━━━ Data extract ━━━
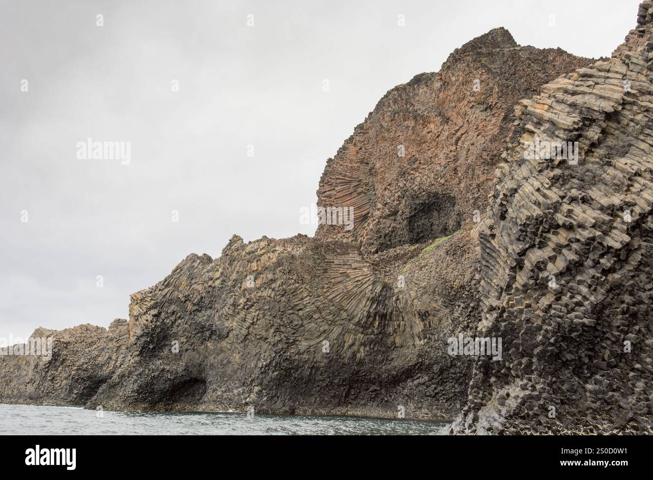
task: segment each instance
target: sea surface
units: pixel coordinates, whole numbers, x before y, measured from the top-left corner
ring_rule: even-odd
[[[4,435],[437,435],[446,424],[356,417],[100,412],[0,404]]]

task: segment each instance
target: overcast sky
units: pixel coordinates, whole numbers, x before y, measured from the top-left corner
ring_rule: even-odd
[[[233,234],[311,235],[300,208],[387,90],[500,26],[609,56],[638,3],[2,0],[0,337],[127,318]],[[89,137],[131,162],[78,158]]]

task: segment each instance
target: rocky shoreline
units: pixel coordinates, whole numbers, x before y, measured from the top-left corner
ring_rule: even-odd
[[[39,328],[51,358],[0,355],[0,403],[653,432],[652,31],[644,1],[609,59],[473,39],[327,161],[318,206],[352,228],[234,235],[129,321]],[[450,355],[459,335],[503,351]]]

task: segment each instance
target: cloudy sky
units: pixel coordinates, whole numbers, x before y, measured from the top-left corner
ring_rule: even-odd
[[[233,234],[312,234],[300,208],[387,90],[500,26],[609,56],[638,3],[2,0],[0,338],[127,318]],[[89,137],[131,161],[78,158]]]

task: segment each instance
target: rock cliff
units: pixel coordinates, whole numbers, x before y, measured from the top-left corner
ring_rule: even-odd
[[[52,358],[0,355],[0,402],[650,430],[650,3],[609,60],[500,28],[395,87],[320,180],[353,229],[234,236],[133,294],[129,321],[39,329]],[[525,159],[536,136],[578,164]],[[502,359],[449,355],[459,334]]]
[[[645,1],[611,59],[515,108],[480,229],[479,328],[504,353],[479,358],[454,432],[652,431],[652,32]]]

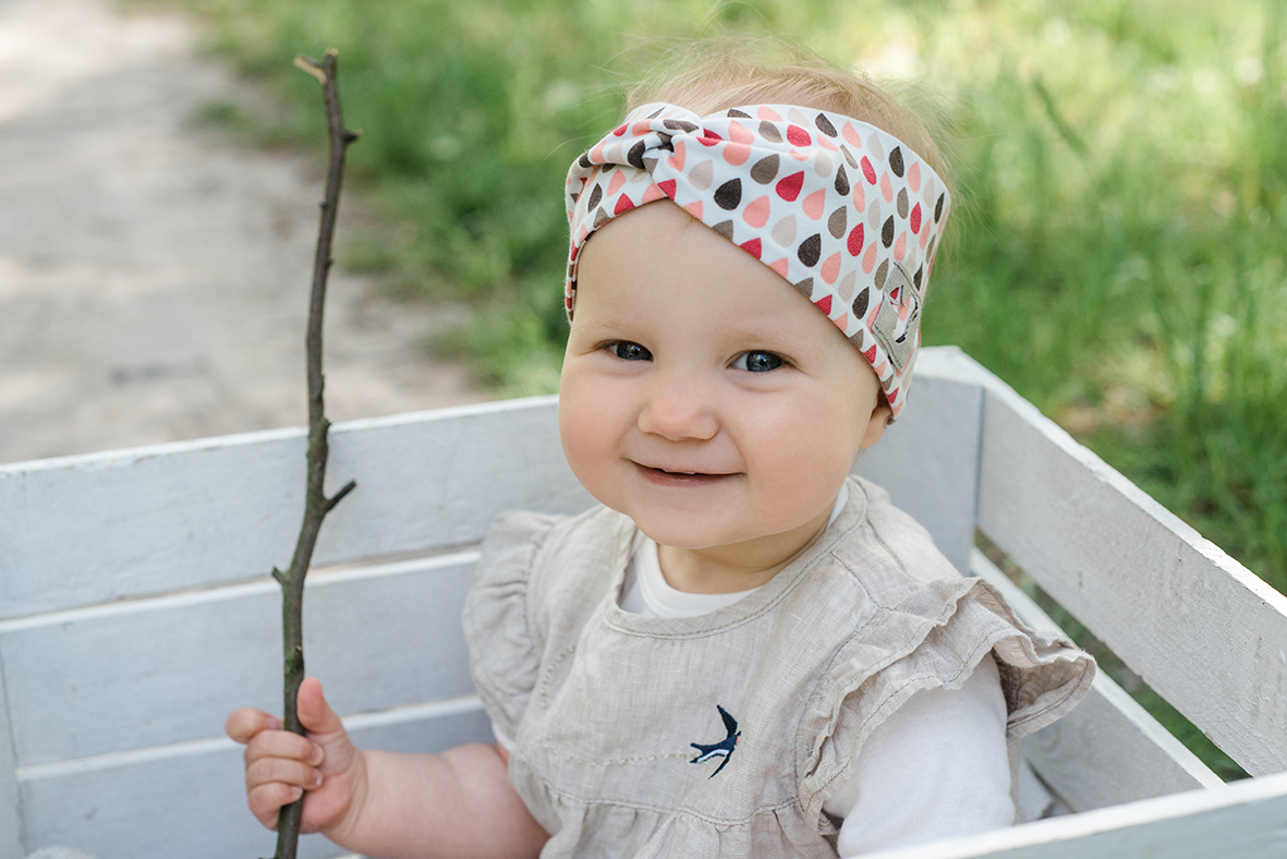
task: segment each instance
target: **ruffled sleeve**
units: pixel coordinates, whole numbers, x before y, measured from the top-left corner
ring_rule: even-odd
[[[530,574],[541,545],[561,519],[526,511],[498,516],[465,598],[474,685],[493,724],[511,738],[519,733],[539,668],[539,643],[528,612]]]
[[[801,722],[804,807],[821,810],[852,775],[871,732],[907,698],[923,689],[960,688],[988,653],[1001,679],[1009,741],[1072,710],[1095,674],[1089,654],[1024,626],[986,581],[929,582],[878,612],[817,685]]]

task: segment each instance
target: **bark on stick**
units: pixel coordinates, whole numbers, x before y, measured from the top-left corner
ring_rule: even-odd
[[[331,421],[326,419],[322,402],[322,310],[326,305],[326,282],[331,272],[331,241],[335,236],[335,216],[340,207],[340,182],[344,176],[344,152],[358,139],[355,131],[344,127],[344,115],[340,111],[340,90],[336,82],[336,52],[329,49],[320,62],[300,54],[295,64],[322,82],[326,97],[327,127],[331,142],[329,170],[326,180],[326,198],[322,201],[322,224],[318,229],[317,255],[313,259],[313,296],[309,303],[308,382],[309,382],[309,452],[308,488],[304,502],[304,523],[300,525],[300,538],[295,543],[295,556],[291,568],[282,572],[273,568],[273,578],[282,586],[282,648],[284,670],[284,712],[286,729],[304,734],[300,725],[296,698],[300,683],[304,681],[304,576],[313,559],[313,546],[317,543],[322,520],[344,496],[358,484],[350,480],[332,497],[326,497],[327,431]],[[274,859],[295,859],[300,838],[300,819],[304,811],[304,798],[282,809],[277,822],[277,854]]]

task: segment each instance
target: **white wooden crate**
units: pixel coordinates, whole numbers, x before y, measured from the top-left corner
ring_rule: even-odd
[[[309,578],[308,668],[359,744],[488,739],[459,609],[501,510],[589,505],[555,399],[332,428]],[[0,859],[266,855],[245,807],[237,706],[279,710],[273,564],[302,511],[302,430],[0,466]],[[1009,582],[976,528],[1257,777],[1223,786],[1108,677],[1024,742],[1079,814],[896,851],[942,856],[1287,856],[1287,599],[955,349],[862,462],[963,571]],[[1048,623],[1018,589],[1012,601]],[[344,851],[315,836],[301,855]]]

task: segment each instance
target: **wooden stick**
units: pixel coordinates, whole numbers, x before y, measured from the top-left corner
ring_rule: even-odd
[[[340,89],[336,82],[336,50],[326,52],[322,62],[300,54],[295,64],[322,82],[326,95],[327,126],[331,140],[331,167],[327,171],[326,198],[322,201],[322,224],[318,228],[318,249],[313,259],[313,296],[309,304],[309,330],[305,339],[308,348],[309,380],[309,452],[308,487],[304,502],[304,523],[300,525],[300,538],[295,543],[295,556],[288,572],[273,568],[273,578],[282,586],[282,661],[286,677],[284,712],[286,730],[304,734],[300,724],[296,698],[304,681],[304,577],[313,559],[313,546],[326,519],[335,505],[358,486],[353,480],[345,484],[335,496],[327,498],[323,489],[326,480],[326,460],[329,451],[327,431],[331,421],[326,417],[322,402],[324,379],[322,376],[322,310],[326,305],[326,281],[331,272],[331,241],[335,236],[335,218],[340,209],[340,182],[344,178],[344,152],[358,139],[356,131],[344,127],[340,111]],[[277,854],[274,859],[295,859],[300,838],[300,820],[304,814],[304,797],[282,807],[277,820]]]

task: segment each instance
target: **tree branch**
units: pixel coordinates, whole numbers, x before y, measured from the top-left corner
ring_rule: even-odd
[[[344,127],[340,111],[340,90],[336,81],[336,50],[326,52],[319,63],[300,54],[295,64],[322,82],[326,97],[327,127],[331,142],[331,166],[327,171],[326,198],[322,201],[322,224],[318,228],[318,247],[313,259],[313,294],[309,304],[309,330],[305,339],[308,350],[309,382],[309,452],[308,484],[304,501],[304,523],[295,543],[295,556],[291,568],[282,573],[273,568],[273,578],[282,585],[282,662],[284,674],[284,712],[286,730],[304,734],[300,724],[296,699],[300,683],[304,681],[304,577],[313,559],[322,520],[344,496],[349,495],[356,483],[350,480],[332,498],[326,497],[326,461],[329,452],[327,431],[331,421],[326,419],[322,401],[324,379],[322,376],[322,310],[326,305],[326,282],[331,272],[331,242],[335,237],[335,218],[340,209],[340,182],[344,178],[344,152],[358,139],[356,131]],[[295,859],[300,837],[300,820],[304,813],[304,798],[282,809],[277,822],[277,854],[274,859]]]

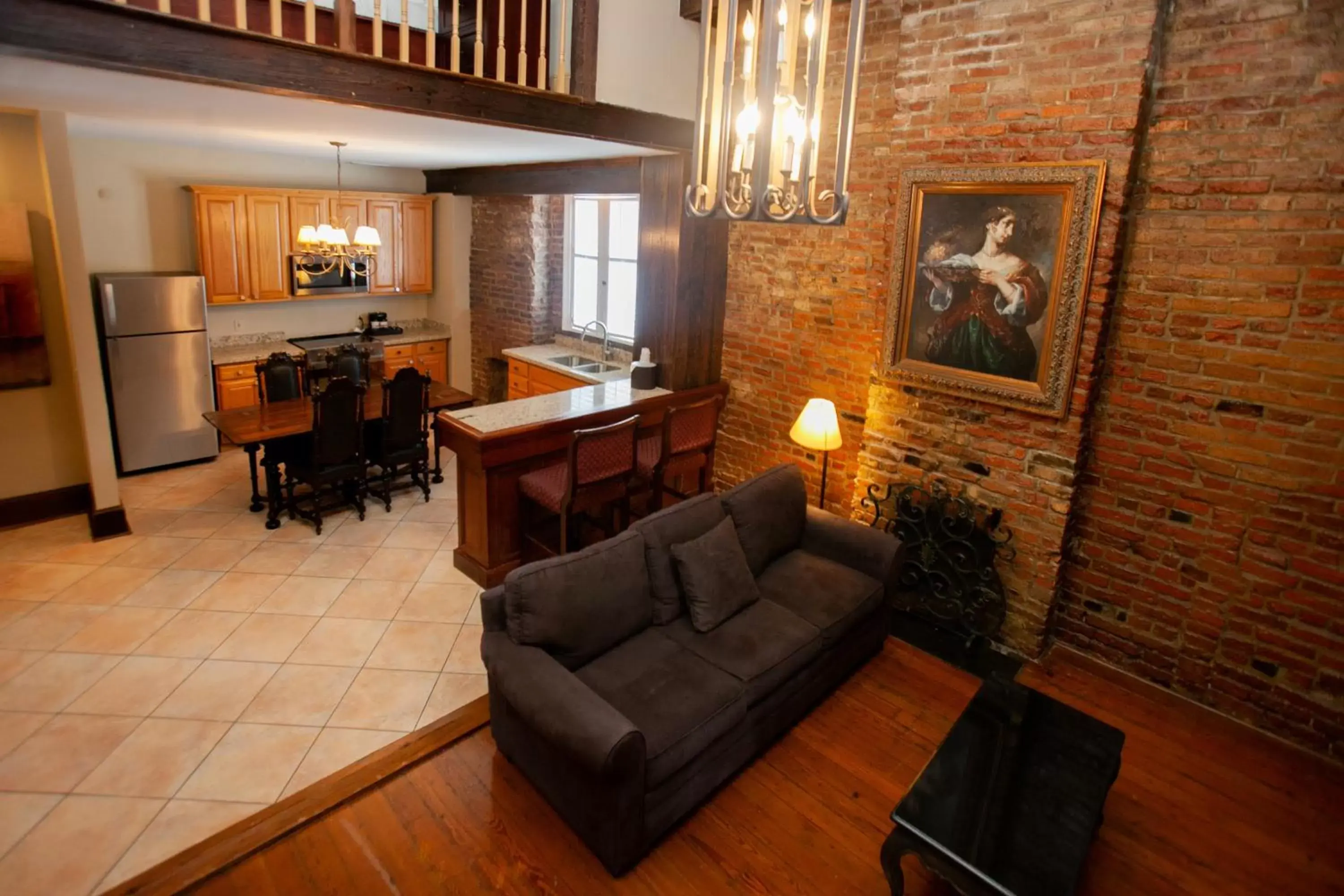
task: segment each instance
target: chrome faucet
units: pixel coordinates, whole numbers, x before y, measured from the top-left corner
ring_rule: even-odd
[[[587,336],[587,328],[593,326],[594,324],[602,328],[602,361],[606,363],[607,355],[610,353],[610,349],[607,348],[606,324],[603,324],[602,321],[589,321],[587,324],[585,324],[583,329],[579,330],[579,343],[582,343],[583,339]]]

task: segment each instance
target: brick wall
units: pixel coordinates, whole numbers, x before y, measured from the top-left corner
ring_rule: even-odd
[[[1340,3],[1176,4],[1058,622],[1339,756],[1341,32]]]

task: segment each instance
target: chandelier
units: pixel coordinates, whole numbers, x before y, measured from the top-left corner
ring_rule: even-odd
[[[345,144],[331,141],[336,146],[336,204],[328,215],[328,223],[313,227],[304,224],[298,228],[298,263],[309,274],[328,274],[337,267],[344,273],[351,270],[360,277],[367,277],[378,247],[383,244],[378,230],[359,226],[355,228],[353,250],[351,239],[345,232],[347,222],[336,220],[336,208],[341,206],[341,179],[340,179],[340,148]]]
[[[687,215],[844,223],[867,0],[849,3],[835,164],[827,172],[833,180],[821,187],[825,160],[818,144],[833,1],[704,0]]]

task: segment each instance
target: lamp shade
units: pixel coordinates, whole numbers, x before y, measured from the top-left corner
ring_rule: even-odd
[[[833,451],[840,447],[840,418],[829,399],[809,398],[802,414],[789,430],[789,438],[813,451]]]

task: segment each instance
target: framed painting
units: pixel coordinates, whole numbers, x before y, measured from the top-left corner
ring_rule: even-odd
[[[1063,418],[1105,180],[1105,161],[905,171],[887,373]]]

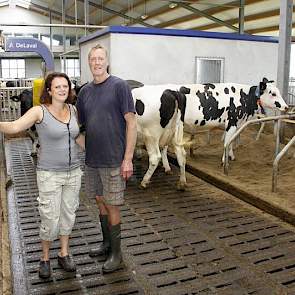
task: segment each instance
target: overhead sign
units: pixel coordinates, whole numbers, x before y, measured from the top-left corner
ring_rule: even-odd
[[[47,45],[34,38],[8,37],[5,42],[5,51],[36,52],[45,61],[47,71],[54,71],[54,57]]]

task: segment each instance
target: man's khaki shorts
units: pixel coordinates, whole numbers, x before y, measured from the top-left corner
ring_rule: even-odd
[[[107,205],[123,205],[126,181],[117,168],[85,166],[85,190],[90,198],[102,196]]]

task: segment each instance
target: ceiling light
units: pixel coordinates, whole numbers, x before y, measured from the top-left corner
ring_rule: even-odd
[[[169,8],[173,9],[177,6],[177,3],[170,3],[169,4]]]

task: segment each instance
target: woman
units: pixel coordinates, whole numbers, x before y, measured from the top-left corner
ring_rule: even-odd
[[[13,122],[0,122],[0,132],[13,134],[35,124],[40,149],[37,163],[40,238],[42,257],[39,276],[51,276],[49,248],[58,236],[61,248],[58,264],[65,271],[75,271],[69,256],[69,235],[79,206],[82,172],[78,156],[79,126],[76,109],[69,104],[73,99],[71,82],[66,74],[51,73],[47,76],[41,105],[31,108]]]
━━━
What the task asks
Identify every line of the data that contains the string "wooden", and copy each such line. Case counts.

Written solution
target: **white wooden crate**
target: **wooden stick**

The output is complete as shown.